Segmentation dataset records
##########

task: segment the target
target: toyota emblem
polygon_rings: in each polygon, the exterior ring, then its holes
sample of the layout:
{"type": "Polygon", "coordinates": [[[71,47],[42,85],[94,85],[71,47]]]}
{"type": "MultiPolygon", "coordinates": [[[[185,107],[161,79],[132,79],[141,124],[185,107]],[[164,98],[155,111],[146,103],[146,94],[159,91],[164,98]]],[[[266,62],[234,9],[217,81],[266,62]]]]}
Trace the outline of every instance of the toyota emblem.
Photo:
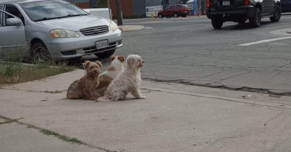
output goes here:
{"type": "Polygon", "coordinates": [[[96,33],[99,33],[99,30],[98,29],[95,29],[94,30],[94,32],[96,33]]]}

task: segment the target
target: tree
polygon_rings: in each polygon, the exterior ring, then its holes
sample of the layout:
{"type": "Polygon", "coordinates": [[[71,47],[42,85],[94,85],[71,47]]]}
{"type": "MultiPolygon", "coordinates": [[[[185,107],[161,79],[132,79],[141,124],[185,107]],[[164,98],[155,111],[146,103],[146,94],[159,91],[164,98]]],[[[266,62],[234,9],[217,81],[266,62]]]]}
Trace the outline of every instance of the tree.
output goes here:
{"type": "Polygon", "coordinates": [[[107,3],[107,0],[98,0],[96,4],[96,7],[97,8],[108,8],[108,4],[107,3]]]}

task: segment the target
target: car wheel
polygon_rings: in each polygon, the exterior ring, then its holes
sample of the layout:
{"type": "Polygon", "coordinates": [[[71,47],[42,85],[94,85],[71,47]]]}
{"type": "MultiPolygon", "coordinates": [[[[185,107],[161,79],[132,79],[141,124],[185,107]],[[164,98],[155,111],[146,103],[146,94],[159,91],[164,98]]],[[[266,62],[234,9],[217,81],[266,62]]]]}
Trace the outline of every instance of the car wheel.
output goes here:
{"type": "Polygon", "coordinates": [[[31,47],[31,54],[35,61],[44,62],[51,59],[49,52],[45,45],[42,42],[39,42],[31,47]]]}
{"type": "Polygon", "coordinates": [[[212,24],[212,26],[214,29],[220,29],[222,26],[222,24],[223,24],[223,22],[221,21],[220,20],[211,20],[211,24],[212,24]]]}
{"type": "Polygon", "coordinates": [[[261,24],[261,20],[262,19],[261,11],[258,8],[256,8],[255,13],[253,18],[249,20],[251,25],[253,27],[258,27],[261,24]]]}
{"type": "Polygon", "coordinates": [[[113,55],[114,52],[115,52],[115,50],[110,50],[105,52],[104,53],[95,53],[94,54],[95,55],[100,58],[105,58],[109,57],[110,56],[113,55]]]}
{"type": "Polygon", "coordinates": [[[174,13],[174,17],[176,18],[179,17],[178,13],[175,12],[174,13]]]}
{"type": "Polygon", "coordinates": [[[275,13],[273,17],[270,17],[270,20],[272,22],[277,22],[281,18],[281,8],[279,5],[276,6],[275,9],[275,13]]]}
{"type": "Polygon", "coordinates": [[[239,21],[238,22],[237,22],[237,23],[238,23],[239,24],[242,24],[244,23],[245,22],[246,22],[246,21],[245,20],[241,20],[239,21]]]}
{"type": "Polygon", "coordinates": [[[159,14],[159,18],[163,18],[163,14],[161,13],[159,14]]]}

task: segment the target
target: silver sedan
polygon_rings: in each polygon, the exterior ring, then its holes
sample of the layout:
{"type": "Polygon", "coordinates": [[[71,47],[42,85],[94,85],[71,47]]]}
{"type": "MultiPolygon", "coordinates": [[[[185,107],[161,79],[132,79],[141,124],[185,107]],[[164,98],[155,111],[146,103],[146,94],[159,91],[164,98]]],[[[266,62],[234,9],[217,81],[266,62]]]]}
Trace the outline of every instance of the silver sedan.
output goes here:
{"type": "Polygon", "coordinates": [[[122,39],[113,21],[63,0],[0,3],[1,59],[16,50],[40,59],[79,59],[92,54],[107,57],[122,46],[122,39]]]}

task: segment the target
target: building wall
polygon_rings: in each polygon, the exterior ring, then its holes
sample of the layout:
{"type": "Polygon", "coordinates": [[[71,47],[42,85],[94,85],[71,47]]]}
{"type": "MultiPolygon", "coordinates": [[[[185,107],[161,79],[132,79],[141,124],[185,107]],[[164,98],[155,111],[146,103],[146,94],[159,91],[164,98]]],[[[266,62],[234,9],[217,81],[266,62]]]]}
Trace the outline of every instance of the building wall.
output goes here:
{"type": "Polygon", "coordinates": [[[146,3],[145,0],[132,0],[132,12],[133,15],[145,15],[146,3]]]}
{"type": "MultiPolygon", "coordinates": [[[[116,16],[116,7],[115,5],[115,0],[110,0],[110,8],[111,9],[112,14],[116,16]]],[[[127,16],[133,15],[132,12],[132,0],[121,0],[120,1],[121,6],[121,11],[122,14],[127,16]]]]}

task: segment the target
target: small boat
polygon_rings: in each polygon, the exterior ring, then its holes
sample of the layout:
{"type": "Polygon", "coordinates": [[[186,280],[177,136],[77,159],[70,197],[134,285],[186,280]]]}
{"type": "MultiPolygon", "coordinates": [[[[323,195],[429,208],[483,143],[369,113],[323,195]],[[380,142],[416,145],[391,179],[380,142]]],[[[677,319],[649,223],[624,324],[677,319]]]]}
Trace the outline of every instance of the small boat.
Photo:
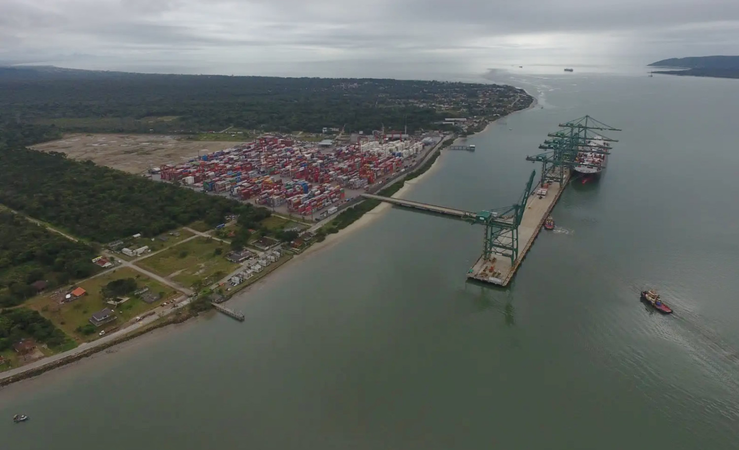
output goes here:
{"type": "Polygon", "coordinates": [[[554,229],[554,219],[552,219],[551,216],[547,217],[547,219],[544,221],[544,228],[547,230],[554,229]]]}
{"type": "Polygon", "coordinates": [[[660,299],[659,294],[651,289],[641,291],[641,300],[652,305],[652,307],[663,314],[670,314],[672,312],[669,306],[664,304],[662,299],[660,299]]]}

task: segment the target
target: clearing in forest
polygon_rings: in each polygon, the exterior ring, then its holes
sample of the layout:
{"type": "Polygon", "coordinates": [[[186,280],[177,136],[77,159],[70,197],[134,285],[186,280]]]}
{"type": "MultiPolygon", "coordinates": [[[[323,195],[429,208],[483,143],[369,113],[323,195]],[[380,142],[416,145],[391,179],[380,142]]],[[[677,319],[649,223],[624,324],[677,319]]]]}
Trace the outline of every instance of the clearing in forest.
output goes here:
{"type": "Polygon", "coordinates": [[[197,237],[142,259],[138,265],[187,287],[200,282],[218,281],[239,265],[230,262],[225,254],[228,244],[207,237],[197,237]]]}
{"type": "Polygon", "coordinates": [[[211,151],[228,149],[239,142],[188,140],[163,134],[67,134],[31,147],[41,151],[60,151],[74,160],[92,160],[132,174],[152,167],[178,164],[211,151]]]}

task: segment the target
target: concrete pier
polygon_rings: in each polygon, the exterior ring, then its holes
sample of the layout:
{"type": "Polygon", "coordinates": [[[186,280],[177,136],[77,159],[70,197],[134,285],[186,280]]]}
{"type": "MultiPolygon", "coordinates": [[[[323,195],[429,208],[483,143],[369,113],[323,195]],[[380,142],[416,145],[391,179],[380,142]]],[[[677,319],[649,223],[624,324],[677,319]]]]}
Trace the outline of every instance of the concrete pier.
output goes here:
{"type": "MultiPolygon", "coordinates": [[[[568,180],[569,177],[566,180],[568,180]]],[[[544,226],[544,221],[559,200],[568,182],[565,181],[562,185],[558,183],[551,183],[547,195],[542,199],[535,194],[538,186],[534,190],[534,194],[529,196],[526,209],[521,218],[521,225],[518,227],[518,258],[512,265],[511,259],[508,256],[496,255],[493,261],[486,261],[480,256],[467,273],[467,278],[498,286],[508,284],[526,256],[534,239],[539,236],[544,226]]]]}

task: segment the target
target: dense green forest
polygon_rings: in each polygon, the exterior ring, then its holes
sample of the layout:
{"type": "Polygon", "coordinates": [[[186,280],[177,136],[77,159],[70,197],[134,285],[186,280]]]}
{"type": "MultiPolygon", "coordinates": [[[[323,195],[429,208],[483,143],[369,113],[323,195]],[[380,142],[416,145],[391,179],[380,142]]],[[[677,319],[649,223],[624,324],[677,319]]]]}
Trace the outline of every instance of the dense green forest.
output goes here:
{"type": "Polygon", "coordinates": [[[154,236],[196,220],[236,214],[256,222],[269,210],[156,183],[63,154],[0,149],[0,203],[100,242],[154,236]]]}
{"type": "Polygon", "coordinates": [[[323,127],[370,132],[438,129],[451,113],[500,114],[533,100],[493,84],[351,78],[138,74],[0,67],[0,120],[64,131],[196,132],[234,126],[268,132],[323,127]],[[162,119],[162,117],[167,117],[162,119]],[[85,120],[82,120],[85,119],[85,120]]]}
{"type": "Polygon", "coordinates": [[[13,308],[0,311],[0,352],[24,338],[55,347],[65,343],[67,335],[37,311],[13,308]]]}
{"type": "Polygon", "coordinates": [[[95,249],[0,210],[0,307],[33,297],[35,282],[47,287],[87,278],[100,267],[90,262],[95,249]]]}

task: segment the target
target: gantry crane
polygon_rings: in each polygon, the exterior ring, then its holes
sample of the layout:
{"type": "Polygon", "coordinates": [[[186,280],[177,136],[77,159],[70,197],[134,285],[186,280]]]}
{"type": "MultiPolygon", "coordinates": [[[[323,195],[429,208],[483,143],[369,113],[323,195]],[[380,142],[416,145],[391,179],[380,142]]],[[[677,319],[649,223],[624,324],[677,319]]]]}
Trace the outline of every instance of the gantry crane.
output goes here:
{"type": "Polygon", "coordinates": [[[590,153],[610,154],[610,147],[605,145],[593,143],[593,140],[597,138],[605,143],[619,142],[616,139],[606,137],[594,131],[620,132],[621,129],[613,128],[599,122],[589,115],[582,117],[574,120],[560,123],[563,129],[547,134],[549,137],[544,143],[539,146],[542,150],[548,150],[535,156],[527,156],[527,161],[542,163],[542,183],[557,182],[563,183],[570,168],[580,166],[594,167],[588,163],[577,162],[577,154],[587,150],[590,153]]]}
{"type": "Polygon", "coordinates": [[[467,218],[473,224],[485,225],[483,258],[486,261],[489,261],[494,254],[500,255],[510,258],[512,266],[518,258],[518,225],[521,225],[536,174],[536,171],[531,171],[526,188],[516,204],[482,211],[476,213],[474,217],[467,218]]]}

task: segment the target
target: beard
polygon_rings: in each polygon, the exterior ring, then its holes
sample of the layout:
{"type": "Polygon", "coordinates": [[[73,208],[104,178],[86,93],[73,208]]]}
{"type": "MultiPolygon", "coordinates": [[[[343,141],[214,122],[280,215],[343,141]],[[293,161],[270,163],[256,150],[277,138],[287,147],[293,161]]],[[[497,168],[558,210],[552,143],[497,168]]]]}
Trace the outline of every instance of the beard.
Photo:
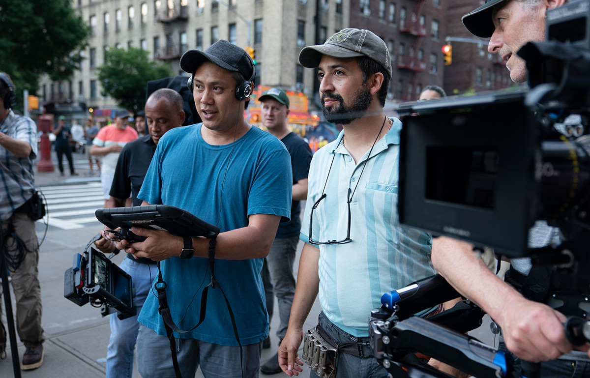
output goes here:
{"type": "Polygon", "coordinates": [[[364,85],[356,91],[353,104],[350,106],[347,106],[344,103],[342,96],[337,93],[326,92],[322,95],[322,110],[324,113],[324,117],[329,122],[348,124],[365,115],[371,106],[371,93],[364,85]],[[335,105],[331,110],[326,109],[324,105],[326,97],[338,100],[338,104],[335,105]]]}

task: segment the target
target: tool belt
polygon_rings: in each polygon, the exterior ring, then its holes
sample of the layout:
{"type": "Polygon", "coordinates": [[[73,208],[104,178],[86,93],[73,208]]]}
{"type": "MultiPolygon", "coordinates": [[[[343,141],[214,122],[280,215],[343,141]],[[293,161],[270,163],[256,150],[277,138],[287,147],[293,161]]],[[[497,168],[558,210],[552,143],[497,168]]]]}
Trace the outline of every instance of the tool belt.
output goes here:
{"type": "Polygon", "coordinates": [[[363,346],[366,343],[357,341],[338,344],[318,324],[303,334],[303,361],[316,374],[324,378],[336,375],[336,361],[338,353],[346,353],[364,357],[363,346]]]}

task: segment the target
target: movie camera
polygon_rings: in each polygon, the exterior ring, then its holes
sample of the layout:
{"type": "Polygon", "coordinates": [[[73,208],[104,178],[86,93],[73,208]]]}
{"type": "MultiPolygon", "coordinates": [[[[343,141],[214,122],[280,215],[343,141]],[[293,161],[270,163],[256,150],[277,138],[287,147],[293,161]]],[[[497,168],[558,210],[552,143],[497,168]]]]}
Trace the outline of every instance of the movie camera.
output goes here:
{"type": "MultiPolygon", "coordinates": [[[[590,2],[571,2],[546,19],[547,42],[518,52],[530,90],[400,107],[398,211],[405,226],[556,272],[543,294],[573,315],[566,335],[579,345],[590,340],[589,309],[579,304],[590,291],[590,2]],[[539,220],[558,229],[560,245],[529,248],[539,220]]],[[[427,320],[411,315],[449,296],[458,295],[437,276],[385,293],[369,319],[379,363],[396,377],[449,376],[419,352],[479,378],[520,376],[509,354],[463,334],[483,315],[469,301],[427,320]]]]}

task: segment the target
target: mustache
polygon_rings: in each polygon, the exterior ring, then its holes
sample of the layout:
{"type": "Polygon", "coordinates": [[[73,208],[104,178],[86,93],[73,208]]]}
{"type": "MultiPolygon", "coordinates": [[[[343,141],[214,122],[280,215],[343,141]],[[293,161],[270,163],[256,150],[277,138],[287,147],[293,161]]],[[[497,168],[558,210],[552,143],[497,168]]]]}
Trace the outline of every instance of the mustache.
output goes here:
{"type": "Polygon", "coordinates": [[[324,93],[322,95],[322,106],[324,106],[324,102],[327,97],[337,100],[340,104],[344,102],[344,98],[343,98],[342,96],[340,96],[337,93],[333,92],[324,92],[324,93]]]}

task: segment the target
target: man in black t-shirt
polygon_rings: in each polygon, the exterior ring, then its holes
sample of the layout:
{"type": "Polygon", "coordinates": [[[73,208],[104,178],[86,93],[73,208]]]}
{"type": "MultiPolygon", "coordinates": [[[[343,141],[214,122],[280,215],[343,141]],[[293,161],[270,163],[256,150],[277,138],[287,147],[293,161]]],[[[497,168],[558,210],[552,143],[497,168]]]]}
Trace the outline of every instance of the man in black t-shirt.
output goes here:
{"type": "MultiPolygon", "coordinates": [[[[287,332],[291,304],[295,294],[293,261],[301,231],[299,202],[307,198],[307,173],[312,154],[307,143],[287,126],[289,98],[285,91],[278,88],[271,88],[263,94],[260,100],[262,101],[263,124],[269,133],[284,144],[291,155],[293,167],[291,219],[279,224],[277,236],[268,255],[264,258],[262,268],[268,321],[270,321],[273,316],[274,295],[276,294],[280,317],[277,336],[282,340],[287,332]]],[[[266,347],[270,347],[270,342],[267,345],[266,347]]],[[[283,371],[278,366],[278,353],[260,366],[260,371],[265,374],[276,374],[283,371]]]]}
{"type": "MultiPolygon", "coordinates": [[[[145,114],[149,134],[127,143],[117,161],[114,177],[105,208],[125,206],[131,195],[133,206],[139,206],[137,193],[143,183],[156,145],[169,130],[182,126],[185,113],[184,101],[180,94],[171,89],[159,89],[146,102],[145,114]]],[[[114,250],[114,244],[102,238],[95,243],[104,253],[114,250]]],[[[132,277],[133,285],[135,316],[120,320],[111,315],[111,337],[107,351],[107,378],[130,377],[133,373],[133,350],[139,328],[137,315],[149,292],[152,280],[158,273],[155,261],[148,258],[135,258],[127,254],[121,263],[121,268],[132,277]]]]}

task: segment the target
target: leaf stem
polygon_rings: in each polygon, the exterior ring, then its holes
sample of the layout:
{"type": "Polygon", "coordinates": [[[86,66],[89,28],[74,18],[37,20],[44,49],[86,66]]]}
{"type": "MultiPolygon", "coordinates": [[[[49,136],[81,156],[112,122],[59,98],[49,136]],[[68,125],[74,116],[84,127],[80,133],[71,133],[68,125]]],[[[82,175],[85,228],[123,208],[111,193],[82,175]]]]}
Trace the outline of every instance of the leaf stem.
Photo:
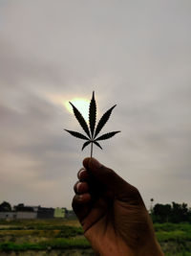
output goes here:
{"type": "Polygon", "coordinates": [[[91,142],[91,158],[93,157],[93,142],[91,142]]]}

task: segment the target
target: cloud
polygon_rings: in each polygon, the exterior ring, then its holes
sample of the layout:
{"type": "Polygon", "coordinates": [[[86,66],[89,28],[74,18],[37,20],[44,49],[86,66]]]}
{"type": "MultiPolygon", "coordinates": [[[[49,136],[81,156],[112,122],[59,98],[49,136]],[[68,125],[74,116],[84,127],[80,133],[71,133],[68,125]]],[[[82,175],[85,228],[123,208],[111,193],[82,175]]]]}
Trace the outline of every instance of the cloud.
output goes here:
{"type": "Polygon", "coordinates": [[[71,207],[89,150],[63,131],[81,131],[63,102],[95,90],[98,118],[117,104],[103,131],[122,132],[94,155],[146,203],[191,203],[190,9],[150,0],[0,5],[2,200],[71,207]]]}

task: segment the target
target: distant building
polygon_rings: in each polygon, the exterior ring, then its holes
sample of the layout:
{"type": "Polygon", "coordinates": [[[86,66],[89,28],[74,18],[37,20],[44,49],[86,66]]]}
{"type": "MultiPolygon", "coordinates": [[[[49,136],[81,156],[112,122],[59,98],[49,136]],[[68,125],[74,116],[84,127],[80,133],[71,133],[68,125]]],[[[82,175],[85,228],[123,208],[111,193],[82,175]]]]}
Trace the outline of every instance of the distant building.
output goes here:
{"type": "Polygon", "coordinates": [[[65,218],[65,208],[56,207],[53,214],[54,218],[65,218]]]}
{"type": "Polygon", "coordinates": [[[16,219],[16,212],[0,212],[0,219],[12,220],[16,219]]]}
{"type": "Polygon", "coordinates": [[[37,219],[53,219],[54,214],[53,208],[38,207],[37,219]]]}
{"type": "Polygon", "coordinates": [[[32,220],[36,219],[37,213],[36,212],[17,212],[16,219],[21,220],[32,220]]]}

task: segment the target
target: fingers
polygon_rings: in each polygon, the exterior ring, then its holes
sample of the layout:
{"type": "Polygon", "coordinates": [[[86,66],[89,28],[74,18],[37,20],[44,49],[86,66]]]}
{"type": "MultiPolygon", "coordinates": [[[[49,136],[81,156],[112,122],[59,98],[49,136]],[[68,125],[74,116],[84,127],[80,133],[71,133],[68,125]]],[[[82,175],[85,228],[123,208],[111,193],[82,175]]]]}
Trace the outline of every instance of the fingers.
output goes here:
{"type": "Polygon", "coordinates": [[[77,181],[74,186],[74,193],[78,195],[88,193],[89,185],[87,182],[77,181]]]}
{"type": "Polygon", "coordinates": [[[113,191],[120,199],[128,198],[139,197],[137,188],[126,182],[122,177],[117,175],[112,169],[99,163],[95,158],[85,158],[83,165],[89,175],[92,175],[97,182],[105,188],[113,191]]]}

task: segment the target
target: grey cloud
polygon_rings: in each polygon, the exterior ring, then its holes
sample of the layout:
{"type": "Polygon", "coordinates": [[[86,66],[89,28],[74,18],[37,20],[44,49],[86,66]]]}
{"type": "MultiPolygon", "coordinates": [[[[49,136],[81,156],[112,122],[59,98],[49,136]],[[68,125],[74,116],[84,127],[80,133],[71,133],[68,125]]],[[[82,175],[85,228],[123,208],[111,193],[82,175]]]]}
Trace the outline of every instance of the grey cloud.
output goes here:
{"type": "Polygon", "coordinates": [[[81,141],[64,133],[80,128],[53,98],[90,99],[95,89],[99,115],[117,104],[103,131],[122,131],[95,156],[146,202],[191,203],[190,1],[8,1],[0,8],[5,199],[71,207],[89,149],[81,152],[81,141]],[[179,196],[175,184],[185,193],[179,196]]]}

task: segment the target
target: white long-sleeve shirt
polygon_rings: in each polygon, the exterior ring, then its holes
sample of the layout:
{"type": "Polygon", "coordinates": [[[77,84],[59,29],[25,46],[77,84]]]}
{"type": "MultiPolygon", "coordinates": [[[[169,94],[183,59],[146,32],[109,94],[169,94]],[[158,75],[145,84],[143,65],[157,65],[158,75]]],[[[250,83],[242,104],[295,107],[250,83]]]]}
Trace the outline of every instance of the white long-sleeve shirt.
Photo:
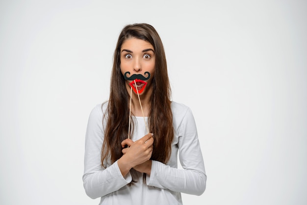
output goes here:
{"type": "MultiPolygon", "coordinates": [[[[205,189],[206,176],[194,117],[190,108],[173,102],[175,136],[170,160],[165,164],[153,160],[146,183],[137,173],[137,182],[131,185],[129,173],[123,177],[117,161],[104,168],[101,162],[104,138],[101,104],[92,110],[85,137],[84,187],[93,199],[101,197],[100,205],[182,205],[181,192],[200,195],[205,189]],[[178,169],[177,159],[183,169],[178,169]]],[[[131,139],[135,141],[147,134],[143,117],[133,117],[135,128],[131,139]]],[[[146,118],[146,120],[147,119],[146,118]]],[[[109,163],[109,164],[110,163],[109,163]]]]}

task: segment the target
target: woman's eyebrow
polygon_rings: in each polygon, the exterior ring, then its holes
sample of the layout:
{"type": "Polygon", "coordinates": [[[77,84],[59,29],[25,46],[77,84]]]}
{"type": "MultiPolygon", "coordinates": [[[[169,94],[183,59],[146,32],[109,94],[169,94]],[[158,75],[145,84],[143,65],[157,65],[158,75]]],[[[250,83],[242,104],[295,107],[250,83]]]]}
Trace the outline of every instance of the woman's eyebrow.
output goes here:
{"type": "MultiPolygon", "coordinates": [[[[152,49],[145,49],[145,50],[142,51],[142,52],[147,52],[147,51],[152,51],[154,53],[154,50],[152,49]]],[[[128,50],[128,49],[123,49],[123,50],[122,51],[122,52],[123,52],[124,51],[125,51],[126,52],[131,52],[131,53],[133,53],[133,52],[132,51],[130,51],[130,50],[128,50]]]]}
{"type": "Polygon", "coordinates": [[[154,50],[152,49],[145,49],[145,50],[143,50],[142,52],[147,52],[148,51],[152,51],[153,52],[154,52],[154,50]]]}
{"type": "Polygon", "coordinates": [[[124,51],[126,52],[131,52],[131,53],[133,52],[131,51],[128,50],[128,49],[123,49],[123,51],[122,51],[122,52],[124,51]]]}

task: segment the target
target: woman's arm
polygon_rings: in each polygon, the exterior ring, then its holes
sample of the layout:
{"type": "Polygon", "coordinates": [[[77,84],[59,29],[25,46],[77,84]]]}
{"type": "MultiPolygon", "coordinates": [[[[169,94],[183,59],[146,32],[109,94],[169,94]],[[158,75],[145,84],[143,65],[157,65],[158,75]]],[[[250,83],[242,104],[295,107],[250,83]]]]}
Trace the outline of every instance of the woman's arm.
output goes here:
{"type": "Polygon", "coordinates": [[[117,191],[132,180],[129,172],[123,177],[118,161],[106,169],[102,166],[101,149],[103,140],[101,106],[97,105],[91,112],[87,125],[83,176],[85,192],[92,199],[117,191]]]}
{"type": "Polygon", "coordinates": [[[147,183],[161,189],[200,195],[205,189],[206,176],[195,122],[189,108],[179,124],[178,145],[179,159],[184,169],[153,161],[147,183]]]}

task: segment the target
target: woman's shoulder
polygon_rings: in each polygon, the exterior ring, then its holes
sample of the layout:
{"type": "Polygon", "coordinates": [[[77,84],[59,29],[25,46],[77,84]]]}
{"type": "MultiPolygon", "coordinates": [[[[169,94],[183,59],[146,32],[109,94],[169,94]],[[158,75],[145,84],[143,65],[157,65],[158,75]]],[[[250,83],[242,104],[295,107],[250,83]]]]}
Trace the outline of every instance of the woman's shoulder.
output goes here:
{"type": "Polygon", "coordinates": [[[185,104],[174,101],[172,101],[172,102],[171,103],[171,107],[172,108],[172,110],[174,111],[183,111],[187,110],[189,109],[189,107],[185,104]]]}
{"type": "Polygon", "coordinates": [[[106,113],[107,104],[107,101],[97,104],[92,109],[91,115],[95,115],[100,118],[102,118],[102,116],[106,113]]]}
{"type": "Polygon", "coordinates": [[[171,103],[171,108],[173,116],[175,118],[182,118],[188,113],[192,114],[190,107],[182,103],[172,101],[171,103]]]}

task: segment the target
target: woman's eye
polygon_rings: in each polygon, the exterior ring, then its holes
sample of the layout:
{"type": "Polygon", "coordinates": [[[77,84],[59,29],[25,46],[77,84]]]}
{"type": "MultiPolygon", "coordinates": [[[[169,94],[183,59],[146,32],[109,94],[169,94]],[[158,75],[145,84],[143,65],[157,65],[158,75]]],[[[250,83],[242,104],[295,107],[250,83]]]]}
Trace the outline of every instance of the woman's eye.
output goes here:
{"type": "Polygon", "coordinates": [[[131,55],[130,54],[126,54],[125,55],[125,57],[128,59],[130,59],[132,57],[132,56],[131,56],[131,55]]]}
{"type": "Polygon", "coordinates": [[[148,54],[145,54],[145,55],[144,55],[144,58],[146,59],[150,59],[150,57],[151,57],[150,55],[148,54]]]}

##########

» TASK INSTRUCTIONS
Locate every line in the records above that contains the string "long", and copy each of those lines.

» WRITTEN SOLUTION
target: white long-sleeve shirt
Trace the outline of every instance of the white long-sleeve shirt.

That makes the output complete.